> [Exercise aim]: Begin at the top of the following data. Copy each line exactly until you have copied the line containing "pixel 400 0".

> [Source material]:
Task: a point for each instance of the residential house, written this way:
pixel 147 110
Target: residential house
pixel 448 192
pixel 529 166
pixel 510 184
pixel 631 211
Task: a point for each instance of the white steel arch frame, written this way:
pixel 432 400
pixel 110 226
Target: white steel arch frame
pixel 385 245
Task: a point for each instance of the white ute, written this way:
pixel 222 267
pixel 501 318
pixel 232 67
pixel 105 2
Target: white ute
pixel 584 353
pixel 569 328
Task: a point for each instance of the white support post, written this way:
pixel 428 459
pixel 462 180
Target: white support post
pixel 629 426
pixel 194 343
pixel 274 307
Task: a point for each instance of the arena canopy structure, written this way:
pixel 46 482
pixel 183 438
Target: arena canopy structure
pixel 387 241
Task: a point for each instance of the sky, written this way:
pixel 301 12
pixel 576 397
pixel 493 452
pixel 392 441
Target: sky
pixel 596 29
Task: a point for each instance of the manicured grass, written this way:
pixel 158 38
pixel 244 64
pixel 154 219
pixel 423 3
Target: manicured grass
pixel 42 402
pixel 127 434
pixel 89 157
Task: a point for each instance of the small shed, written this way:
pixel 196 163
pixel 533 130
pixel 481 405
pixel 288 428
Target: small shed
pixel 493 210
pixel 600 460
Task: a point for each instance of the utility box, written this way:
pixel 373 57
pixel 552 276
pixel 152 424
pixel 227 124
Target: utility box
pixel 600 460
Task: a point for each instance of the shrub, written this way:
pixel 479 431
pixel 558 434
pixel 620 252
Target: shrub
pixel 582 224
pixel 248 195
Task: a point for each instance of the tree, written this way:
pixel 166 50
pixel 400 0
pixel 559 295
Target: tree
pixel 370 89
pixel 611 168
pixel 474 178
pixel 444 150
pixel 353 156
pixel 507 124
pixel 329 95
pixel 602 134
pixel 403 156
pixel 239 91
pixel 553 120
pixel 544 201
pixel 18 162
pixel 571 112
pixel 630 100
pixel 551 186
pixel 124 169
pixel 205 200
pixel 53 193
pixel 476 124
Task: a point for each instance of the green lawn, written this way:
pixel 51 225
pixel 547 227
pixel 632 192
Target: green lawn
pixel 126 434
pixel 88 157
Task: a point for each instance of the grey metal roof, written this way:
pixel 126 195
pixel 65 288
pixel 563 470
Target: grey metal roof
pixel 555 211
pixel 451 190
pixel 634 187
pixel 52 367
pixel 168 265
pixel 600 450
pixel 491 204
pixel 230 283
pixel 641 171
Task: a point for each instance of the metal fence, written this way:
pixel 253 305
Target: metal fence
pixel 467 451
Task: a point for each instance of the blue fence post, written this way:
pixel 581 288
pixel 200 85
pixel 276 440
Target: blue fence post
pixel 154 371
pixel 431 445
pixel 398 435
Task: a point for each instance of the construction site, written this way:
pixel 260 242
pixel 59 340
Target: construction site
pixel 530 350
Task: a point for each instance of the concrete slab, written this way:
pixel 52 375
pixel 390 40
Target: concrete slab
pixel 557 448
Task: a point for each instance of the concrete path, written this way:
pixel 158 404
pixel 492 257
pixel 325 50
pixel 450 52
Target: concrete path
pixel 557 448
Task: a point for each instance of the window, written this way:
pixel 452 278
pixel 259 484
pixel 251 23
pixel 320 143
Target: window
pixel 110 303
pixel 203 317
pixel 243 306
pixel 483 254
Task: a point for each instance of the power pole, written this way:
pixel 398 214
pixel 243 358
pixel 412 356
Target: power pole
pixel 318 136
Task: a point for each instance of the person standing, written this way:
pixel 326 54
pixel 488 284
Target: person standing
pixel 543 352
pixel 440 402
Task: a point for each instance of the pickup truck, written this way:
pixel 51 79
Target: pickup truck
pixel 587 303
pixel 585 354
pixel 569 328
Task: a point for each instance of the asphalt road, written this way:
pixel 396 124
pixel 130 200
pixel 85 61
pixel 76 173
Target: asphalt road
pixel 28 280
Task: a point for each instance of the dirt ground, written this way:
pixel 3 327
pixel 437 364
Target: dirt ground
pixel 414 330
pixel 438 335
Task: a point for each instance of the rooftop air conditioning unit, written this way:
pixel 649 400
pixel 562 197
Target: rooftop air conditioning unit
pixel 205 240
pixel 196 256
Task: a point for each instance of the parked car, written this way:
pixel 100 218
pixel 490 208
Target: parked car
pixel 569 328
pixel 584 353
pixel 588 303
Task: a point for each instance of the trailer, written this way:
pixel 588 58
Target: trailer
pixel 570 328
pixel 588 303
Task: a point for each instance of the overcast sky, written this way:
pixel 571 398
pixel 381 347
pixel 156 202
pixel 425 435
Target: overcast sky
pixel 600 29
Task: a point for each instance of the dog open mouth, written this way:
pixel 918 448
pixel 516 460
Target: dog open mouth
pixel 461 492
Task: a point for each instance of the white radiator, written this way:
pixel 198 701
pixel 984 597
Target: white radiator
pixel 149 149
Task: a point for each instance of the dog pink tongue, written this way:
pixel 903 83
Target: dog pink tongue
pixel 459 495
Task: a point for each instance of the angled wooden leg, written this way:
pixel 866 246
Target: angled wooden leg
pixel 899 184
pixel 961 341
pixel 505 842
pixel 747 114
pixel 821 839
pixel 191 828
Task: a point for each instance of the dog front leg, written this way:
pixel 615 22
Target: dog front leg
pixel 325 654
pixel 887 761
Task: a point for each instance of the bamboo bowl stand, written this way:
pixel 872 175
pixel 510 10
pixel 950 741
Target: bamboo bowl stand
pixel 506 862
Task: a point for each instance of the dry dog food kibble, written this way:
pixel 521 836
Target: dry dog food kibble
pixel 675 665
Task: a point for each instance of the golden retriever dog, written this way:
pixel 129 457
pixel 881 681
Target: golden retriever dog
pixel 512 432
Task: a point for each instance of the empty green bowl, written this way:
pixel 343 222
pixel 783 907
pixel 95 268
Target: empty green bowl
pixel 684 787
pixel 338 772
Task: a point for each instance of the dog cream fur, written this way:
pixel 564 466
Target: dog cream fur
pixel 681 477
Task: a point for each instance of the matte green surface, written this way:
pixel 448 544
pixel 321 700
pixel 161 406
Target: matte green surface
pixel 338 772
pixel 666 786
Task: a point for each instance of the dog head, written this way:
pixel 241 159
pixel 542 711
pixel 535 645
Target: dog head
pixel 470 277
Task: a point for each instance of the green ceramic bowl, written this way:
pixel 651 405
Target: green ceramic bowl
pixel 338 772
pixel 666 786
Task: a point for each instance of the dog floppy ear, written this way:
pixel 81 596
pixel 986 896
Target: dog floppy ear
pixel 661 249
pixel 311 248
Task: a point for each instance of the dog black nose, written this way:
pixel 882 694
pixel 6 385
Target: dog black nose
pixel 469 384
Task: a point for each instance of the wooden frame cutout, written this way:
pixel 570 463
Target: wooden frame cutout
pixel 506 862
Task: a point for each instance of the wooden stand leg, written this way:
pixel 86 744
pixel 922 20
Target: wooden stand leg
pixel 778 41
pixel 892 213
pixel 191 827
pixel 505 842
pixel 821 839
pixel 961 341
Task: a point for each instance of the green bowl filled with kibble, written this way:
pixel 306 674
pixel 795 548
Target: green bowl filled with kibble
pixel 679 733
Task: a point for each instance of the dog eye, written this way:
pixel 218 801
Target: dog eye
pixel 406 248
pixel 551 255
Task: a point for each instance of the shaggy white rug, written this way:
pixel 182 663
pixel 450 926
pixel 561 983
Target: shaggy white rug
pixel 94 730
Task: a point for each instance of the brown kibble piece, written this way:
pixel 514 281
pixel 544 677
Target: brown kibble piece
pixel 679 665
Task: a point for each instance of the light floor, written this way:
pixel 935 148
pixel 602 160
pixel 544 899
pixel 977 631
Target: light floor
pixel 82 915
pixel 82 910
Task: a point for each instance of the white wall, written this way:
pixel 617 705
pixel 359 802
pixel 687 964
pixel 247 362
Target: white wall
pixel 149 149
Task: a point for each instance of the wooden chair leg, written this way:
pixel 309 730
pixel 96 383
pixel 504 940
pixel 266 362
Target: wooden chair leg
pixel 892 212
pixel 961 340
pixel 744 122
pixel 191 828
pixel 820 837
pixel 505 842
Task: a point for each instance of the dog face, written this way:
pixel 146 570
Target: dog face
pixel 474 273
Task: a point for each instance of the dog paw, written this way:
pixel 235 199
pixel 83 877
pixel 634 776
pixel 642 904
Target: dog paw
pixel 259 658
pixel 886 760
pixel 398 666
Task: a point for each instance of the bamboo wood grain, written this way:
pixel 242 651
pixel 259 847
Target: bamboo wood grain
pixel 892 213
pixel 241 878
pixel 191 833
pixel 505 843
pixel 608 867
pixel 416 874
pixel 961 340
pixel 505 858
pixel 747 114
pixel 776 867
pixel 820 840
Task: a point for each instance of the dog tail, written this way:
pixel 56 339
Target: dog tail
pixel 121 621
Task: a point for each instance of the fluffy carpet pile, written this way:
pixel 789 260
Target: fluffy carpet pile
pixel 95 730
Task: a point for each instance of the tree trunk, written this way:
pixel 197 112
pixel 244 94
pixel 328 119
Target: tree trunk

> [Output for this exercise]:
Task: a point for each instance of the residential house, written this way:
pixel 147 110
Target: residential house
pixel 448 192
pixel 529 166
pixel 510 184
pixel 631 211
Task: a point for each instance of the white steel arch frame, written this way:
pixel 432 400
pixel 110 226
Target: white steel arch frame
pixel 385 245
Task: a point for each instance of the white ute, written this way:
pixel 222 267
pixel 501 318
pixel 232 67
pixel 105 2
Target: white ute
pixel 584 353
pixel 569 328
Task: a point for each instance of the white support post, written this way:
pixel 428 459
pixel 462 180
Target: white support post
pixel 629 426
pixel 194 343
pixel 274 307
Task: a point for each instance of the arena canopy structure, written this way:
pixel 46 482
pixel 183 438
Target: arena canopy structure
pixel 387 241
Task: a point for each instance of the sky, written this way:
pixel 301 12
pixel 576 397
pixel 493 452
pixel 392 441
Target: sky
pixel 596 29
Task: a point for each instance of the manicured grass, written this way:
pixel 158 38
pixel 244 64
pixel 154 219
pixel 423 3
Target: manicured grass
pixel 42 402
pixel 127 434
pixel 89 157
Task: a point for each instance of the small shed, written this way:
pixel 196 163
pixel 533 130
pixel 481 405
pixel 288 428
Target: small shed
pixel 493 210
pixel 600 460
Task: a point for each instance of the utility box, written this way:
pixel 373 57
pixel 552 276
pixel 152 424
pixel 227 124
Target: utility box
pixel 600 460
Task: a point for each instance of the shrub, written this way:
pixel 479 431
pixel 558 434
pixel 620 252
Target: shrub
pixel 582 224
pixel 248 195
Task: a point for each instance of the tree, written this way:
pixel 166 50
pixel 400 0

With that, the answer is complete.